= Example choice =

Teaching method

Example choice is a teaching method that aims to highlight the connection between formal principles of mathematics and science and their relevance for everyday life, in order to make school instruction a relevant experience for the child.

In traditional teaching, formal principles (laws, formula, problem solving procedures) in mathematics and science are often taught abstractly and then illustrated by an example. In example choice, by contrast, students are given multiple example tasks that all can be solved using the formal principle. The examples pertain to different topics, and each student is instructed to choose the most interesting example, which is then used to explain the formal principle.

The method has been developed and explored at the University of Bergen, and was called for by John Dewey in his 1899 book The School and Society. For Dewey, connecting instructional content to everyday life was the only legitimate way to make things interesting, as noted in his essay "Interest and Effort".

Example choice can be difficult to use in traditional teaching because teachers often do not know the interests of their students. Even if they know these interests, a teacher would need much time and effort to find examples. With new technologies, teachers and students can help build a database of examples that users can retrieve when the formal principle has to be learned.

====

## Exercise directions
According to the text on example choice, at which university was the method developed and explored? You can set aside the items; they play no part here.

[Point localization data]
====

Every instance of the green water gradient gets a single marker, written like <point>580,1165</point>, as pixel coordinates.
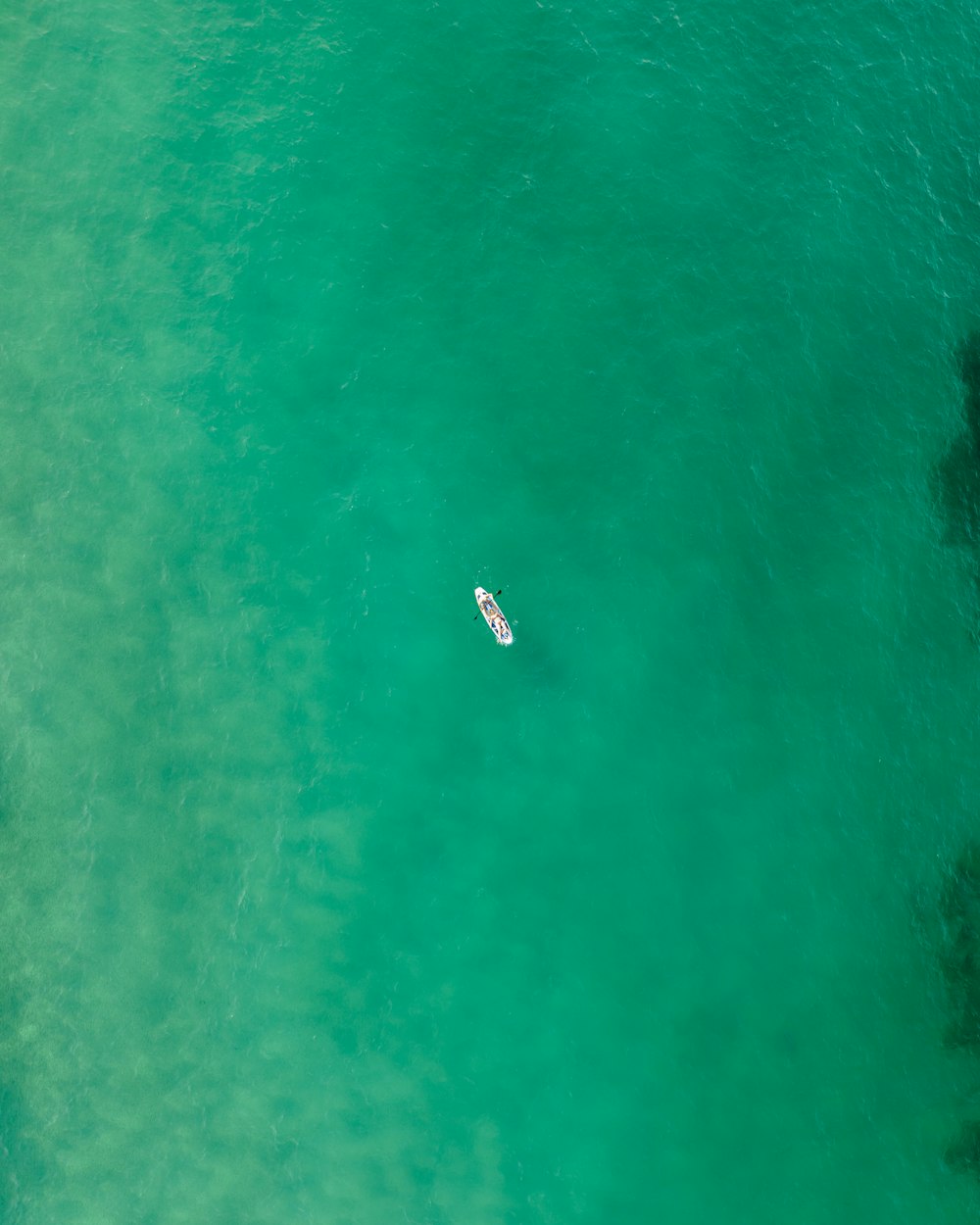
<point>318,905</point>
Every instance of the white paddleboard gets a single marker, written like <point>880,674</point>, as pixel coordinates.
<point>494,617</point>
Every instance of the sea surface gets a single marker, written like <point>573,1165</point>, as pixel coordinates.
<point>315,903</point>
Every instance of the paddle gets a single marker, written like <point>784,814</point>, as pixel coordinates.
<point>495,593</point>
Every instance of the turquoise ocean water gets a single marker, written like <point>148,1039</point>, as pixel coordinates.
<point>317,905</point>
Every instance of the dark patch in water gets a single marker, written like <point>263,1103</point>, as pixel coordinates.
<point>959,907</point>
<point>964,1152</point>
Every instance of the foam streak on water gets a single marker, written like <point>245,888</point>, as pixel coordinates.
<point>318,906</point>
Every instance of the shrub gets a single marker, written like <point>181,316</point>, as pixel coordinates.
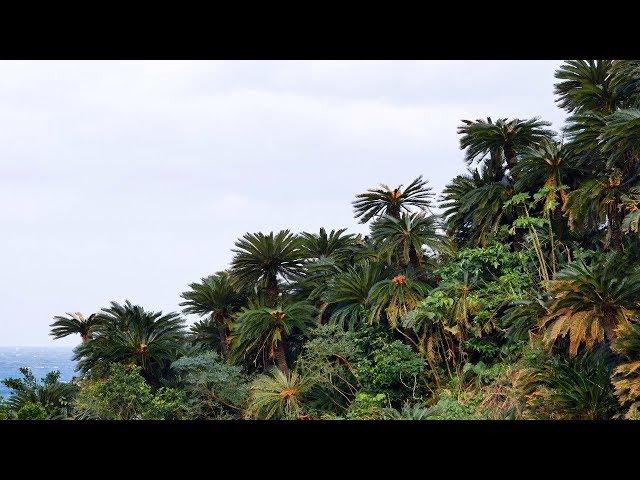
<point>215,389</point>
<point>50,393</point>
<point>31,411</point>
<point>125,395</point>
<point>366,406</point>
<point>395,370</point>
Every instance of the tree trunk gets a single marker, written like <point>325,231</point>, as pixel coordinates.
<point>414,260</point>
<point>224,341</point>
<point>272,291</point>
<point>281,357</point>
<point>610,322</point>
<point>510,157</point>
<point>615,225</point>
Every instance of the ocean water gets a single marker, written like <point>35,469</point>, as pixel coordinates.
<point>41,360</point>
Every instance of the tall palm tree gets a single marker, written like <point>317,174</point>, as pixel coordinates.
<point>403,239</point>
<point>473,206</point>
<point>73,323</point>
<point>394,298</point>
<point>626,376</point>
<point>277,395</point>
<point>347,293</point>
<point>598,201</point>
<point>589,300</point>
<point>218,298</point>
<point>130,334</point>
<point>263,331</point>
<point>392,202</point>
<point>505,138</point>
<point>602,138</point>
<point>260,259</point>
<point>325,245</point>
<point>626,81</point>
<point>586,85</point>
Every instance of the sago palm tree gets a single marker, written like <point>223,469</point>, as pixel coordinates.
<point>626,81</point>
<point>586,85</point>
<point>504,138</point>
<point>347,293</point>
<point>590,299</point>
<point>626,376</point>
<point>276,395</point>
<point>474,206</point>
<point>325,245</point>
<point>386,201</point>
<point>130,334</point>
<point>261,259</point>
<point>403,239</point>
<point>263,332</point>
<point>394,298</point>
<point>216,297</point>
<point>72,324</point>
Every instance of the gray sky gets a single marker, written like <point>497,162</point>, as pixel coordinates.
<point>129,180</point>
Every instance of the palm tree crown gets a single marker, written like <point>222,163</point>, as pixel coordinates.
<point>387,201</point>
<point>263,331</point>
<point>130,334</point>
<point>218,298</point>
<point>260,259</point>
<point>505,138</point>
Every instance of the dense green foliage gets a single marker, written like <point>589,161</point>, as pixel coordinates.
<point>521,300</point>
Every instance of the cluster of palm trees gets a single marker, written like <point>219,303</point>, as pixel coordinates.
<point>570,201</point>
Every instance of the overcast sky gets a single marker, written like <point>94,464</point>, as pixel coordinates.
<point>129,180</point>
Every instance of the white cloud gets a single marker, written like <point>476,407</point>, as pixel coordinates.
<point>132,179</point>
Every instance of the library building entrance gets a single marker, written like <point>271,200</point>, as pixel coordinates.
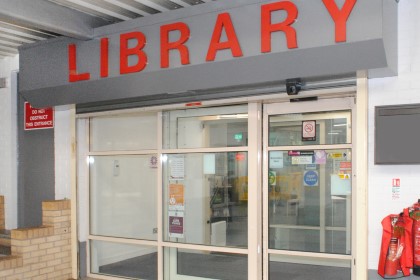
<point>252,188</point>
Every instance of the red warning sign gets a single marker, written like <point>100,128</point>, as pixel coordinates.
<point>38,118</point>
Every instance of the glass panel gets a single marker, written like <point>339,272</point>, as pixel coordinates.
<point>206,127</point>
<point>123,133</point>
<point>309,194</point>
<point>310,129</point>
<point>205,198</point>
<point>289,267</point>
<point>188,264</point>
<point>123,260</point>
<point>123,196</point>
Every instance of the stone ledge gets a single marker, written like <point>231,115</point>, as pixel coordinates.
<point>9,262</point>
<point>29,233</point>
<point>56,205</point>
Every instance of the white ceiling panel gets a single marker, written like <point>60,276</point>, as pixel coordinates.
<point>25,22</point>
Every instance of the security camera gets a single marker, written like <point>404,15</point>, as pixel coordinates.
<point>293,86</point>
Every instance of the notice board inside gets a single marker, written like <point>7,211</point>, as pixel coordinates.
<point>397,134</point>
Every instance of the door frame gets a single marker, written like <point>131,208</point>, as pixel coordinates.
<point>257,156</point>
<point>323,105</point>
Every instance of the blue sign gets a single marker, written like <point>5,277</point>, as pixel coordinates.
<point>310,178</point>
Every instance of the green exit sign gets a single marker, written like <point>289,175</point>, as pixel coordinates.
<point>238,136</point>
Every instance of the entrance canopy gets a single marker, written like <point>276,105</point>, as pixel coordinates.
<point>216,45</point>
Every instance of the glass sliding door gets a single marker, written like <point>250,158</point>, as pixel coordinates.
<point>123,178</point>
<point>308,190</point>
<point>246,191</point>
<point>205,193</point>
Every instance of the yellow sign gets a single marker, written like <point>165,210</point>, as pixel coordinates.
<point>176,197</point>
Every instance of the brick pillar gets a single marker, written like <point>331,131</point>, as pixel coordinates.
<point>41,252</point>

====

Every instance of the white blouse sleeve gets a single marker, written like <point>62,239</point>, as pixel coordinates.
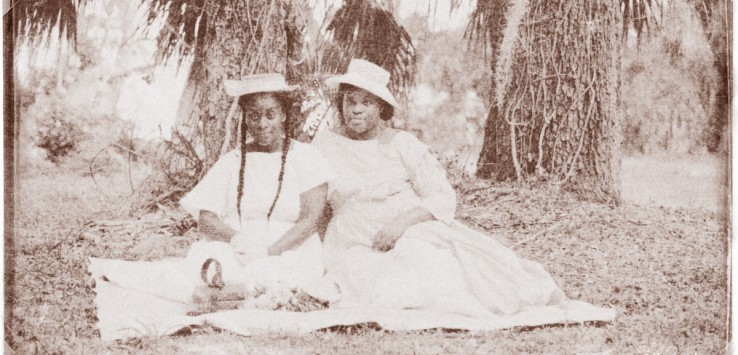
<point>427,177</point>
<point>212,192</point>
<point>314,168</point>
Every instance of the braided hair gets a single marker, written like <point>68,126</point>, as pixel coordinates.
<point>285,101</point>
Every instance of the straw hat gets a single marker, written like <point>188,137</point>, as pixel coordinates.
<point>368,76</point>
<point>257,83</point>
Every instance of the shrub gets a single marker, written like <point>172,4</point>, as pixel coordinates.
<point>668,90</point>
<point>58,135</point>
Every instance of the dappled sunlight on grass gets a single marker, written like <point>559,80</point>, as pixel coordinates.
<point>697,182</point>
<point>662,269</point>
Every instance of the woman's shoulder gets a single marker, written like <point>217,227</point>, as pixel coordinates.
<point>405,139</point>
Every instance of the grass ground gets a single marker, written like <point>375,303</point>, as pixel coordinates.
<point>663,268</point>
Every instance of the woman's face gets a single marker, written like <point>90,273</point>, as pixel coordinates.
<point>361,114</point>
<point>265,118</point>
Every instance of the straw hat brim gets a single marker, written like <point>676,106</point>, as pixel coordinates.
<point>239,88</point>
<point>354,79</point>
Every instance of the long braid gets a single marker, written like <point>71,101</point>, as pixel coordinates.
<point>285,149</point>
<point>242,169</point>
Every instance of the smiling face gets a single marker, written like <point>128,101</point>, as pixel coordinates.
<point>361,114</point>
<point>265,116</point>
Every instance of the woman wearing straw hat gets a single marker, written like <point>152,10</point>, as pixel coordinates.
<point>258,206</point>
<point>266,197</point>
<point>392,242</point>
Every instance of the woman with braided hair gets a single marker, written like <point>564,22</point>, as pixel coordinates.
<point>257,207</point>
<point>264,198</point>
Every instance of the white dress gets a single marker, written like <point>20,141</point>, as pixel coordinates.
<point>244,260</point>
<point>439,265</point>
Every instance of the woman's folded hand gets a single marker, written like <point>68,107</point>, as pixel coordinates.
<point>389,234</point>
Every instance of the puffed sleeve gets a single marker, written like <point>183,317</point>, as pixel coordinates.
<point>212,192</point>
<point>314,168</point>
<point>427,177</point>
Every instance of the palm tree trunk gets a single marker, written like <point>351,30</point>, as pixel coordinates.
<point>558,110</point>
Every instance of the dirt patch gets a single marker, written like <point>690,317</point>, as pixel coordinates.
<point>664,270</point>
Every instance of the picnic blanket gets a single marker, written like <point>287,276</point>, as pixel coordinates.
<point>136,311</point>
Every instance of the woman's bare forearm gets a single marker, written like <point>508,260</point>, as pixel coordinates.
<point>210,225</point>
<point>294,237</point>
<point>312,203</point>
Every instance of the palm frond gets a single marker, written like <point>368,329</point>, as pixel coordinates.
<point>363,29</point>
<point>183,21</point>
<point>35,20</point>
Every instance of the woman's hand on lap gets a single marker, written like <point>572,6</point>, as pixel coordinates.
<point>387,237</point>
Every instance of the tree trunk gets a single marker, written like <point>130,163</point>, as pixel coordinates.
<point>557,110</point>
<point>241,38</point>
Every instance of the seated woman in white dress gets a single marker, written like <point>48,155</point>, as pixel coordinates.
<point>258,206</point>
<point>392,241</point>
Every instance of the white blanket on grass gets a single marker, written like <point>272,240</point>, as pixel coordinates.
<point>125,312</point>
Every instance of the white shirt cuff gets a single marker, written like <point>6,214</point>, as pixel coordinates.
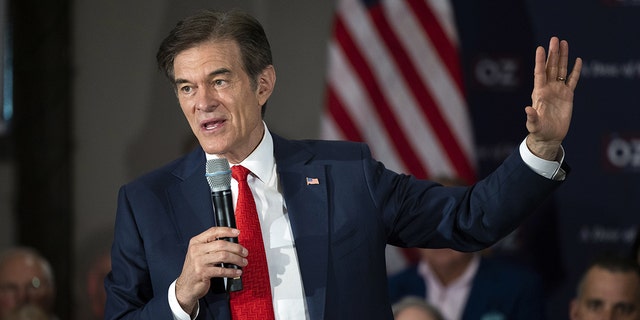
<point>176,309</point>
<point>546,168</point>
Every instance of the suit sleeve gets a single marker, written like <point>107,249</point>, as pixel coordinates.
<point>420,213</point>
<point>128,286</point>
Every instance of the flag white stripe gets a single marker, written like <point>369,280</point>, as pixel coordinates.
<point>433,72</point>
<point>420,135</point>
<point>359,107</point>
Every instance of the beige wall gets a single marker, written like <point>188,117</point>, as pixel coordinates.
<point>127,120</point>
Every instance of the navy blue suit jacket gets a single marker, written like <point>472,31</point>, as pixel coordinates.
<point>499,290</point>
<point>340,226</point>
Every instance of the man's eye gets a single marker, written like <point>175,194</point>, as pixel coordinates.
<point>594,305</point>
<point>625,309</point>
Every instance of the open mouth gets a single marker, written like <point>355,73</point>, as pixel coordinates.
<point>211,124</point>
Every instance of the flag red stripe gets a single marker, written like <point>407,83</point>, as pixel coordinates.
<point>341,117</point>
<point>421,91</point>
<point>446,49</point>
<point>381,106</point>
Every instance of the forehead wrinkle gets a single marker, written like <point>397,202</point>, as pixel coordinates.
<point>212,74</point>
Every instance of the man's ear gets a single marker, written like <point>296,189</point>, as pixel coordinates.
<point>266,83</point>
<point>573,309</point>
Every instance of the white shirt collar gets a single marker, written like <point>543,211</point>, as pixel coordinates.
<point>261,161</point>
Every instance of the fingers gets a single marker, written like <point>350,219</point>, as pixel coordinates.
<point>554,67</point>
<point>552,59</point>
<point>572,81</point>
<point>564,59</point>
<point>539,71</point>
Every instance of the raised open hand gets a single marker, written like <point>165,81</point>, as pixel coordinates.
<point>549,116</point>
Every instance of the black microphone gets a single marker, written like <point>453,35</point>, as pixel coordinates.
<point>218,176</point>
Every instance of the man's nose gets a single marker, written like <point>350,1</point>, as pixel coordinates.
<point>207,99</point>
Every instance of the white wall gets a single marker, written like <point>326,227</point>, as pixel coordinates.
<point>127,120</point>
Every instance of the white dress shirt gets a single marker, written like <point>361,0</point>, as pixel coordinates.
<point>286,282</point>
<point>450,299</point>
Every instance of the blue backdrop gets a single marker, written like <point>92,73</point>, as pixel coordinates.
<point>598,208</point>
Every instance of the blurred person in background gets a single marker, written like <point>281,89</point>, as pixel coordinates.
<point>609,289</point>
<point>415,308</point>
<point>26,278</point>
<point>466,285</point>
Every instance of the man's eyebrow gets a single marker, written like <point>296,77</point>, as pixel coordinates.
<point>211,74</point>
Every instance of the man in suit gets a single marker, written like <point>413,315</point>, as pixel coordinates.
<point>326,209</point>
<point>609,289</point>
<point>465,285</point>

====

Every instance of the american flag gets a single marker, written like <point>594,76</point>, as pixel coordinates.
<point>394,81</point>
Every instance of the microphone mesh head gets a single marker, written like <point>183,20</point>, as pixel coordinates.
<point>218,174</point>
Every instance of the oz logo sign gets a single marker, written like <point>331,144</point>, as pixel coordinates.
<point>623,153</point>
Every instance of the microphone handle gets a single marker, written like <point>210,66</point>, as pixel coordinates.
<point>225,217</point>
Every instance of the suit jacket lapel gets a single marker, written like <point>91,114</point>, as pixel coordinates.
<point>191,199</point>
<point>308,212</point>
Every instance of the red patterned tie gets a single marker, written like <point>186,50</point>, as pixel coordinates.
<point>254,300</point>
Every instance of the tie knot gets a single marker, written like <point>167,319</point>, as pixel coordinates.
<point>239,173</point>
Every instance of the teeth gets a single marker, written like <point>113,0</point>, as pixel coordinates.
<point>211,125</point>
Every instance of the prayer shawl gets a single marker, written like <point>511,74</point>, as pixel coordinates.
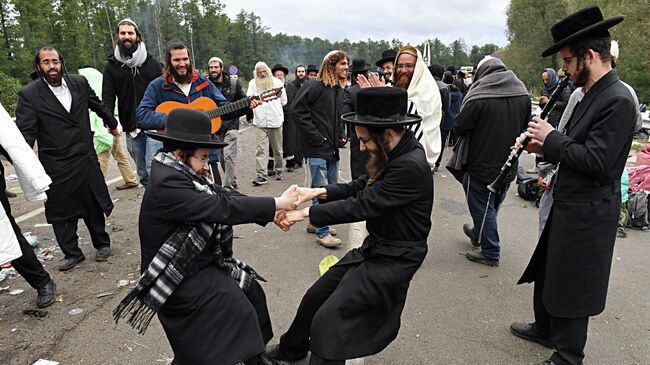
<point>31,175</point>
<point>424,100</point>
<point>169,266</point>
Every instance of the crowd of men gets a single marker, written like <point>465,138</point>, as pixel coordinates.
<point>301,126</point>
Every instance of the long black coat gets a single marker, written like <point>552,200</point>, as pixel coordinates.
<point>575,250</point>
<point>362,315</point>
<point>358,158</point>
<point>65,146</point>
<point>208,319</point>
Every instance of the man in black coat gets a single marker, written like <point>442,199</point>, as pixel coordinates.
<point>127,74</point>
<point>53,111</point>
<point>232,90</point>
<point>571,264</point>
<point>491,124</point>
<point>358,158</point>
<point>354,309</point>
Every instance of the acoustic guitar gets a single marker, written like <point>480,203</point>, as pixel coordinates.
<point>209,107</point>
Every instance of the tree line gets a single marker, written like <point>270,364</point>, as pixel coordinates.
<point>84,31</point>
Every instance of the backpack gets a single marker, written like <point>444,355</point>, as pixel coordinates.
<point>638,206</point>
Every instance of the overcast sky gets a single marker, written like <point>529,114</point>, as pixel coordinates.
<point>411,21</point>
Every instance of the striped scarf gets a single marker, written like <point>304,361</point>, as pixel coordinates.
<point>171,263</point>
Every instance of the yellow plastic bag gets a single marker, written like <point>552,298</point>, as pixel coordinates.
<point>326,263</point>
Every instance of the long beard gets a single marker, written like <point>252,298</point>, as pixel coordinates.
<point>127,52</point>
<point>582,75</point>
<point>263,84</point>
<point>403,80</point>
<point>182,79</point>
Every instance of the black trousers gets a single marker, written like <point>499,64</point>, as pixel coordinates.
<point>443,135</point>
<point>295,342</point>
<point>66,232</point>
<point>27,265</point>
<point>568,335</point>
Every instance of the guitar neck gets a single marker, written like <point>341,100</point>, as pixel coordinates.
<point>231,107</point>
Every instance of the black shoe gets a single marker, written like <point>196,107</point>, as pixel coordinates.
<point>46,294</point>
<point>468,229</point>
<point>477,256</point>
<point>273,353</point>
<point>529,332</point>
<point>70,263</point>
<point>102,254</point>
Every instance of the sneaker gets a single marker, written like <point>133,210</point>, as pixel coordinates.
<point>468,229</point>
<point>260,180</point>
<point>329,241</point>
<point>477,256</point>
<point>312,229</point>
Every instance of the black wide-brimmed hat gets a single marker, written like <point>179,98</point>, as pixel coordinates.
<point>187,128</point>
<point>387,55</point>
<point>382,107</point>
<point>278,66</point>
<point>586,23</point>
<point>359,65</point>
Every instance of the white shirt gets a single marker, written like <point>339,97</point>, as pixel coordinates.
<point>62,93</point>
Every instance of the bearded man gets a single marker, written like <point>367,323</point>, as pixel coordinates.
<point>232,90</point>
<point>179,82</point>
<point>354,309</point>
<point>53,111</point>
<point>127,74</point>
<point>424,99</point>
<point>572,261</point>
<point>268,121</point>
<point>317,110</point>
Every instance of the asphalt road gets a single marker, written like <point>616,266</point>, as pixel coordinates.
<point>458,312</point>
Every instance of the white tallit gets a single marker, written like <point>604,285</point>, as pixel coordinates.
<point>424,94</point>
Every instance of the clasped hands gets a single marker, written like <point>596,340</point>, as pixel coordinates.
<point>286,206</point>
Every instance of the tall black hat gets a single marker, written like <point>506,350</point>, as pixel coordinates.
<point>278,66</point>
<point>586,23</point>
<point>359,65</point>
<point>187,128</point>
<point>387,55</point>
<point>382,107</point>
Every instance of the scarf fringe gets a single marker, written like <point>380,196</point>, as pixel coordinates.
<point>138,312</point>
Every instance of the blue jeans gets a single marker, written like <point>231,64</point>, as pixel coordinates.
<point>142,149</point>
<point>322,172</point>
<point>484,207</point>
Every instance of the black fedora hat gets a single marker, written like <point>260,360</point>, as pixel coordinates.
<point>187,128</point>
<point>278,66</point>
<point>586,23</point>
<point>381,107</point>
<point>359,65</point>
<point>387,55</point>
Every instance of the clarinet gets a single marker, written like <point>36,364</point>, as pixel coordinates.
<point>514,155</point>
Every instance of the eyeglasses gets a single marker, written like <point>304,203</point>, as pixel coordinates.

====

## Solution
The University of Bergen.